EXERCISE PROMPT :: Return each line in the records below that includes the word "rear" and copy every such line in full.

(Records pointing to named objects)
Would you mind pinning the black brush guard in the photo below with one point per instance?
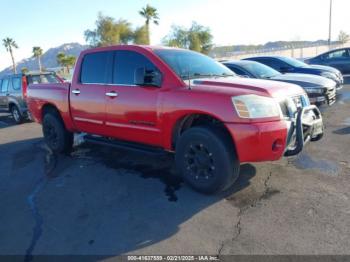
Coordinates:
(307, 126)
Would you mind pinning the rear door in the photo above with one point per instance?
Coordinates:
(88, 96)
(4, 93)
(15, 92)
(131, 110)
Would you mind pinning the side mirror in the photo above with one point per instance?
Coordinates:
(146, 77)
(244, 76)
(285, 69)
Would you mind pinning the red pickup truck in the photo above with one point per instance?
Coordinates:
(163, 99)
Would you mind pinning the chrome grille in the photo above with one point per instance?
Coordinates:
(291, 105)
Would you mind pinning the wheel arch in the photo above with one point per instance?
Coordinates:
(198, 119)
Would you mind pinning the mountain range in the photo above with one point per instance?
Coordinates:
(48, 59)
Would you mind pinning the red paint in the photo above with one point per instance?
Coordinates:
(149, 114)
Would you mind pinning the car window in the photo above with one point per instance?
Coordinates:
(192, 65)
(4, 85)
(43, 79)
(236, 70)
(337, 54)
(16, 83)
(125, 64)
(96, 68)
(274, 63)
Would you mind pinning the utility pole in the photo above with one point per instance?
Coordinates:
(330, 24)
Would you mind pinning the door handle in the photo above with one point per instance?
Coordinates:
(112, 94)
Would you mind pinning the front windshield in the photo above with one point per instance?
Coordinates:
(260, 70)
(191, 65)
(294, 62)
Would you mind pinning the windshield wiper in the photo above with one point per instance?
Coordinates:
(199, 75)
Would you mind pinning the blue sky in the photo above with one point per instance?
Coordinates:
(49, 23)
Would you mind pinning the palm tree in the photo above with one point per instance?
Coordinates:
(38, 52)
(9, 44)
(150, 14)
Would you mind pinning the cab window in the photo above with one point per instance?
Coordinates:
(337, 54)
(96, 68)
(125, 64)
(16, 83)
(4, 85)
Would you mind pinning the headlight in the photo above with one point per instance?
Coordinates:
(254, 106)
(314, 90)
(329, 75)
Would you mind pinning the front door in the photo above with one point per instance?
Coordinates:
(4, 93)
(88, 96)
(132, 110)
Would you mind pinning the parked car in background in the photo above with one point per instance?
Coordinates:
(319, 89)
(13, 91)
(157, 99)
(337, 58)
(285, 64)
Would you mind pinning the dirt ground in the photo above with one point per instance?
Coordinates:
(108, 202)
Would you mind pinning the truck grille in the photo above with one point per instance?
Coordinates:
(291, 105)
(331, 96)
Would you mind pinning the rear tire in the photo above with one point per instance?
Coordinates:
(56, 136)
(16, 114)
(206, 159)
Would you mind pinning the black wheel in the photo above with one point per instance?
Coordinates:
(206, 158)
(56, 136)
(16, 114)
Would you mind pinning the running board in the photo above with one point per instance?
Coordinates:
(140, 148)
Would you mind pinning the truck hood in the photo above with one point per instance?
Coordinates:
(305, 80)
(235, 86)
(326, 68)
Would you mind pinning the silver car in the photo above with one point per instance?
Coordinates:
(13, 92)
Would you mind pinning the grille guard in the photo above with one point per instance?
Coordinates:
(305, 129)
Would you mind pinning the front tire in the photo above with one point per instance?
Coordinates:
(206, 158)
(56, 136)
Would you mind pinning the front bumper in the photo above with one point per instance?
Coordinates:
(308, 126)
(269, 141)
(328, 98)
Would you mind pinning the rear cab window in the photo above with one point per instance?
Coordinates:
(4, 85)
(16, 83)
(43, 79)
(125, 64)
(96, 68)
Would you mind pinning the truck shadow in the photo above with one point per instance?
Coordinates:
(101, 201)
(6, 120)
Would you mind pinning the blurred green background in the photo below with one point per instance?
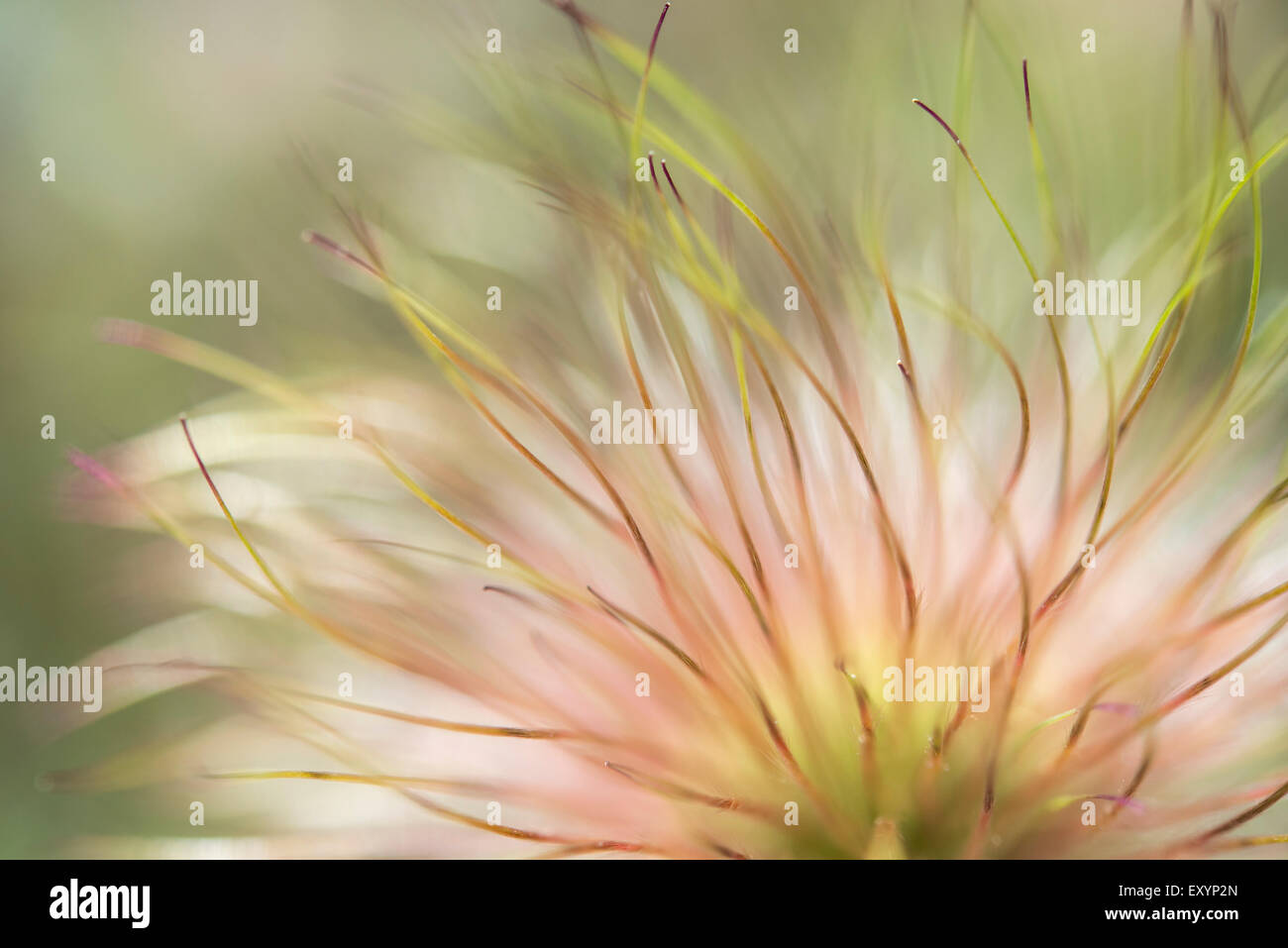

SOLUTION TO THIS TASK ::
Would you mind pinning the rear door in the photo above with one point per instance?
Would you mind pinning the rear tire in the photo above with one point per instance?
Would you mind pinning the rear cab window in the photo above with one point per instance?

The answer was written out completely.